# [To do]
A word-for-word repeat of all the data is the goal.

# [Data extracts]

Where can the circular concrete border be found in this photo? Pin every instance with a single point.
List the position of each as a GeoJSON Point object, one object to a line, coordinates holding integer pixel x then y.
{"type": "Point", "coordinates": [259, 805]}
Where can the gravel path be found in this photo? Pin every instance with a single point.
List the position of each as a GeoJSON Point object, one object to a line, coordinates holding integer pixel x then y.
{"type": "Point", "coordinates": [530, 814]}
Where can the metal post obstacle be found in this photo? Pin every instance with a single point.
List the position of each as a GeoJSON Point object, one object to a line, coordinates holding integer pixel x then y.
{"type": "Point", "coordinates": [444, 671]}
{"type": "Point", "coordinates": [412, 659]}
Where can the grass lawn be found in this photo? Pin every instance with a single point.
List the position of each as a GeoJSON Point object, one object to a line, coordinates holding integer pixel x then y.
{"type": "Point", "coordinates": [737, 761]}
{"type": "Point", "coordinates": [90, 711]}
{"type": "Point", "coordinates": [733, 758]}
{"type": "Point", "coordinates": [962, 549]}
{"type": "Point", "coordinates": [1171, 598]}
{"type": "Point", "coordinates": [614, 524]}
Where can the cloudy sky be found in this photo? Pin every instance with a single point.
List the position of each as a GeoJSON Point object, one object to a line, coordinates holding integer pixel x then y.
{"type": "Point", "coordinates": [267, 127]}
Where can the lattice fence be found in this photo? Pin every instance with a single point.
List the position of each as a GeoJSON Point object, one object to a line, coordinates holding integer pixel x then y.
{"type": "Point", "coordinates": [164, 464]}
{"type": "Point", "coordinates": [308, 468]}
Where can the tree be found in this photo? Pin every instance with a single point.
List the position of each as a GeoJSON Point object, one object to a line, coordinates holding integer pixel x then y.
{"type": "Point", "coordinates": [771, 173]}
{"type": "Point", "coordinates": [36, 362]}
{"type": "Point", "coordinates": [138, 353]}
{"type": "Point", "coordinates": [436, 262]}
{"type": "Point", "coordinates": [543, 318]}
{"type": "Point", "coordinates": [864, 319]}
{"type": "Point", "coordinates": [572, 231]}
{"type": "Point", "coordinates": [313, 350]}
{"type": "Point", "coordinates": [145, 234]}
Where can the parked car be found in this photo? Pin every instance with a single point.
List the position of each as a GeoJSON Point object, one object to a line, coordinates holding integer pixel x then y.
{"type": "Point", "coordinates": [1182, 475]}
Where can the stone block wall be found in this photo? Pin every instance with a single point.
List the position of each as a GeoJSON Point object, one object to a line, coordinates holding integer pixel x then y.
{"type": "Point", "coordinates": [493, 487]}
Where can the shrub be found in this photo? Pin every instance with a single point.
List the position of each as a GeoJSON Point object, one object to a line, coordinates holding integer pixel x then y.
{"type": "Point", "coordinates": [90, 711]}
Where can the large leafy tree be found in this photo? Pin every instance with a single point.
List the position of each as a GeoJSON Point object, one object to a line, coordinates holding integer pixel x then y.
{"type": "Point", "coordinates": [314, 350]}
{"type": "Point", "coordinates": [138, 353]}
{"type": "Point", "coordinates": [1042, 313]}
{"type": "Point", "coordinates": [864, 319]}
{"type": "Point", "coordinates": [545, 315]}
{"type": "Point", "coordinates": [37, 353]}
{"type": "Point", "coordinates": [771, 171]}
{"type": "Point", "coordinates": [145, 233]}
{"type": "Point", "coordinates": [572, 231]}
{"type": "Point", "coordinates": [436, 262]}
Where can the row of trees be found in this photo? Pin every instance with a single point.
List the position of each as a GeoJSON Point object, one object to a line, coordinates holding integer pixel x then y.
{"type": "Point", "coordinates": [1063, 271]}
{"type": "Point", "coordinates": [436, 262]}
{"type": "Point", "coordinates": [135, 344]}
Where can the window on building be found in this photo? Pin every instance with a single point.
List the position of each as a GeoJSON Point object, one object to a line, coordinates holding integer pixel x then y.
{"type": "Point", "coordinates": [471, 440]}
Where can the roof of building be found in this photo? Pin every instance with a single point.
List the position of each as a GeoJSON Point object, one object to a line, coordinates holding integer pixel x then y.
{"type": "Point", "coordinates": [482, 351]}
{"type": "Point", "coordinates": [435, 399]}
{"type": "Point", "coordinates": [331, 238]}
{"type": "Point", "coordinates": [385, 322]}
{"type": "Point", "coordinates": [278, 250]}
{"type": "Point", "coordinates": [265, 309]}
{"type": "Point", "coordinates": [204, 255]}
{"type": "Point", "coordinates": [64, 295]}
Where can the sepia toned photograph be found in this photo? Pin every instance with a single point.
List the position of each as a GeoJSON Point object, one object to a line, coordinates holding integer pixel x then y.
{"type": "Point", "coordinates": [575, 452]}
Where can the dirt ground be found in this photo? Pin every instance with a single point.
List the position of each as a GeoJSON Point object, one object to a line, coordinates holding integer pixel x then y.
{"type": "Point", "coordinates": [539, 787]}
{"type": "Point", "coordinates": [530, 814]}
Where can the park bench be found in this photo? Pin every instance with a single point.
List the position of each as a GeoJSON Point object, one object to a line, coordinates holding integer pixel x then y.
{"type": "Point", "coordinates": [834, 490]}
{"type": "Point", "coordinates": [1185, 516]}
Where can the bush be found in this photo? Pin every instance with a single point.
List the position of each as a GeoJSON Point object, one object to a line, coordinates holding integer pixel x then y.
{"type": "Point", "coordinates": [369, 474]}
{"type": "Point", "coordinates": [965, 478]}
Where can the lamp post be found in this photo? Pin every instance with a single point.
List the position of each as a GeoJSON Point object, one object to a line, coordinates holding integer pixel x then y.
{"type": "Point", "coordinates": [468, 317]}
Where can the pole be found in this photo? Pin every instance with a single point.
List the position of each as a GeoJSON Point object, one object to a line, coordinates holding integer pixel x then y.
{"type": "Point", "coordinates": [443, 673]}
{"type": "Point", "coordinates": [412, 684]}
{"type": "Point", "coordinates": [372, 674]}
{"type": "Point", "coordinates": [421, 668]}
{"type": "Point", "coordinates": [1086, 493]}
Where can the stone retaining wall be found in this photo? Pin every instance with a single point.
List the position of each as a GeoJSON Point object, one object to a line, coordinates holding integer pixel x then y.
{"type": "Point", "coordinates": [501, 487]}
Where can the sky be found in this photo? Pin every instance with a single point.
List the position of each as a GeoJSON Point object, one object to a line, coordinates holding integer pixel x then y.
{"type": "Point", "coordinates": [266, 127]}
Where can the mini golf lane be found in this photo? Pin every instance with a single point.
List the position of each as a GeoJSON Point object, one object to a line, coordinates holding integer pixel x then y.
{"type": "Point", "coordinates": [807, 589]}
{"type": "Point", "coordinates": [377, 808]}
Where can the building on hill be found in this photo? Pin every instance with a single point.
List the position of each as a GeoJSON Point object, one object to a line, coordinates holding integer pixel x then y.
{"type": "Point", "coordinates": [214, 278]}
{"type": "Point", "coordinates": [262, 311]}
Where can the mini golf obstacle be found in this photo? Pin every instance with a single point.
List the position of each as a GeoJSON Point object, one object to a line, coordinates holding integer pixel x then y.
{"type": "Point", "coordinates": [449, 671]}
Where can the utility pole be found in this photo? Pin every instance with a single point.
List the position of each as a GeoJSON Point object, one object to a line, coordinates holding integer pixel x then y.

# [Solution to the exercise]
Where can the circular concrete border be found in this photo? Pin every instance with a single point.
List the position of each as a GeoJSON Point object, one object to a line, coordinates holding integer pixel x then y.
{"type": "Point", "coordinates": [259, 805]}
Where can the gravel path be found in this photo? Pin every instance with a single point.
List the position of each as a GeoJSON Point object, one object to a line, coordinates holding integer pixel x then y.
{"type": "Point", "coordinates": [530, 814]}
Where can the metal post obstacle be found in this photo? Pin every instance with a single point.
List the position of each as a GeoJSON Point object, one object to a line, coordinates holding integer pixel x then y.
{"type": "Point", "coordinates": [444, 671]}
{"type": "Point", "coordinates": [412, 659]}
Where can the grass lawn be found in this photo? Pin every instance with a single point.
List the position of each as a GeoJSON Point object, one object to a line, coordinates holding integer pixel x then y.
{"type": "Point", "coordinates": [737, 761]}
{"type": "Point", "coordinates": [90, 711]}
{"type": "Point", "coordinates": [733, 758]}
{"type": "Point", "coordinates": [962, 549]}
{"type": "Point", "coordinates": [1171, 598]}
{"type": "Point", "coordinates": [614, 524]}
Where can the cloudy sky be found in this photo? Pin every instance with a single point.
List the position of each as a GeoJSON Point object, one object to a line, coordinates holding integer pixel x then y.
{"type": "Point", "coordinates": [267, 127]}
Where can the lattice fence be found in this photo? Pin every instance with a single point.
List the position of each as a GeoJSON Point object, one object to a line, coordinates holding integer pixel x then y.
{"type": "Point", "coordinates": [164, 464]}
{"type": "Point", "coordinates": [308, 468]}
Where can the tree be found in this photo? Pin every instance with a single point.
List the position of each as a GeoJSON Point object, one object to a line, coordinates holding integer pixel x then y.
{"type": "Point", "coordinates": [771, 173]}
{"type": "Point", "coordinates": [36, 362]}
{"type": "Point", "coordinates": [138, 353]}
{"type": "Point", "coordinates": [436, 262]}
{"type": "Point", "coordinates": [543, 318]}
{"type": "Point", "coordinates": [864, 319]}
{"type": "Point", "coordinates": [572, 231]}
{"type": "Point", "coordinates": [313, 350]}
{"type": "Point", "coordinates": [145, 234]}
Where can the parked car be found in this photo? Pin every instance with a single point.
List the position of each as a GeoJSON Point object, one object to a line, coordinates holding integer pixel x then y.
{"type": "Point", "coordinates": [1182, 475]}
Where can the stone block wall be found in this photo? Pin every instance with a single point.
List the position of each as a GeoJSON Point object, one object to a line, coordinates holding integer pixel x then y.
{"type": "Point", "coordinates": [493, 487]}
Where can the shrub be found in this photo? Pin every instance with a single point.
List the position of each as a GeoJSON Point object, one object to a line, coordinates holding integer pixel x then y.
{"type": "Point", "coordinates": [90, 711]}
Where can the large leafy tree be found in this photo? Pin every instance with a single point.
List the position of each as a GeoJSON Point object, one object to a line, coordinates holding integer pixel x then y.
{"type": "Point", "coordinates": [314, 350]}
{"type": "Point", "coordinates": [138, 353]}
{"type": "Point", "coordinates": [1042, 313]}
{"type": "Point", "coordinates": [864, 319]}
{"type": "Point", "coordinates": [545, 315]}
{"type": "Point", "coordinates": [37, 353]}
{"type": "Point", "coordinates": [771, 171]}
{"type": "Point", "coordinates": [145, 233]}
{"type": "Point", "coordinates": [572, 231]}
{"type": "Point", "coordinates": [436, 262]}
Where can the row of trees be found in this photo? Pin every instance with a single point.
List the position of each as a GeoJSON Point object, one object to a line, coordinates holding integer pixel x then y.
{"type": "Point", "coordinates": [1063, 271]}
{"type": "Point", "coordinates": [436, 262]}
{"type": "Point", "coordinates": [135, 344]}
Where can the window on building be found in this photo? Pin every instance with a single point.
List the position of each as a GeoJSON Point object, one object to a line, coordinates holding integer pixel x then y.
{"type": "Point", "coordinates": [471, 440]}
Where can the roof of building be found in this photo? Pin every instance with a single point.
List the position of each as a GeoJSON Point object, one object to a line, coordinates holding integer pixel x then y.
{"type": "Point", "coordinates": [482, 351]}
{"type": "Point", "coordinates": [435, 399]}
{"type": "Point", "coordinates": [331, 238]}
{"type": "Point", "coordinates": [385, 322]}
{"type": "Point", "coordinates": [278, 250]}
{"type": "Point", "coordinates": [265, 309]}
{"type": "Point", "coordinates": [204, 255]}
{"type": "Point", "coordinates": [64, 295]}
Where can the sepia toned photograph be found in this photo? Pin every instance with a single point.
List the position of each as a GeoJSON Point object, one object to a line, coordinates holding integer pixel x then y.
{"type": "Point", "coordinates": [575, 452]}
Where can the dirt ground be found in this photo? Pin every instance with a single point.
List the position of each as a GeoJSON Point object, one object to a line, coordinates holding integer pixel x then y.
{"type": "Point", "coordinates": [539, 787]}
{"type": "Point", "coordinates": [530, 814]}
Where can the park bench be found in this photo? Pin every instance with a single point.
List the position of each as a GeoJSON Point object, one object to a line, coordinates holding integer pixel x then y.
{"type": "Point", "coordinates": [834, 490]}
{"type": "Point", "coordinates": [1185, 516]}
Where can the bush be found in this photo? Pin every instance with a single point.
List the position of each as a GeoJSON Point object, one object to a line, coordinates holding integer pixel x then y.
{"type": "Point", "coordinates": [369, 474]}
{"type": "Point", "coordinates": [965, 478]}
Where can the lamp post be found in this photo? Pin every instance with a single point.
List the position of each as a GeoJSON Point object, one object to a line, coordinates holding integer pixel x then y.
{"type": "Point", "coordinates": [468, 317]}
Where can the pole be found in this photo? Pin every instance with a single point.
List the position of each as a GeoJSON Point object, one object to a line, coordinates holding integer pixel x then y.
{"type": "Point", "coordinates": [443, 673]}
{"type": "Point", "coordinates": [412, 684]}
{"type": "Point", "coordinates": [372, 674]}
{"type": "Point", "coordinates": [421, 668]}
{"type": "Point", "coordinates": [1086, 493]}
Where can the stone retaining wall be found in this photo? Pin every instance with a single point.
List the position of each as a GeoJSON Point object, one object to a line, coordinates holding integer pixel x then y.
{"type": "Point", "coordinates": [501, 487]}
Where can the sky be found in this photo? Pin every instance with a single point.
List the position of each as a GeoJSON Point object, one object to a line, coordinates holding integer pixel x then y.
{"type": "Point", "coordinates": [266, 127]}
Where can the mini golf lane be found in this photo? Pin every instance with a single point.
List the position of each as a GeoJSON Point object, one object to a line, coordinates holding integer pixel x then y.
{"type": "Point", "coordinates": [807, 589]}
{"type": "Point", "coordinates": [377, 808]}
Where can the building on hill be found in this photo? Pin every instance with a single point.
List the position of each as a GeoJSON Point object, one object to a line, coordinates holding integer pixel x then y.
{"type": "Point", "coordinates": [214, 278]}
{"type": "Point", "coordinates": [262, 311]}
Where can the mini golf obstacle be found in this photo? Pin every instance with a single point.
List the position of each as a GeoJSON Point object, one object to a line, coordinates holding integer pixel x then y.
{"type": "Point", "coordinates": [449, 671]}
Where can the utility pole be found in this photo? Pin every instance with a single point.
List the position of each as a GeoJSON Point object, one object to a line, coordinates holding integer pixel x then y.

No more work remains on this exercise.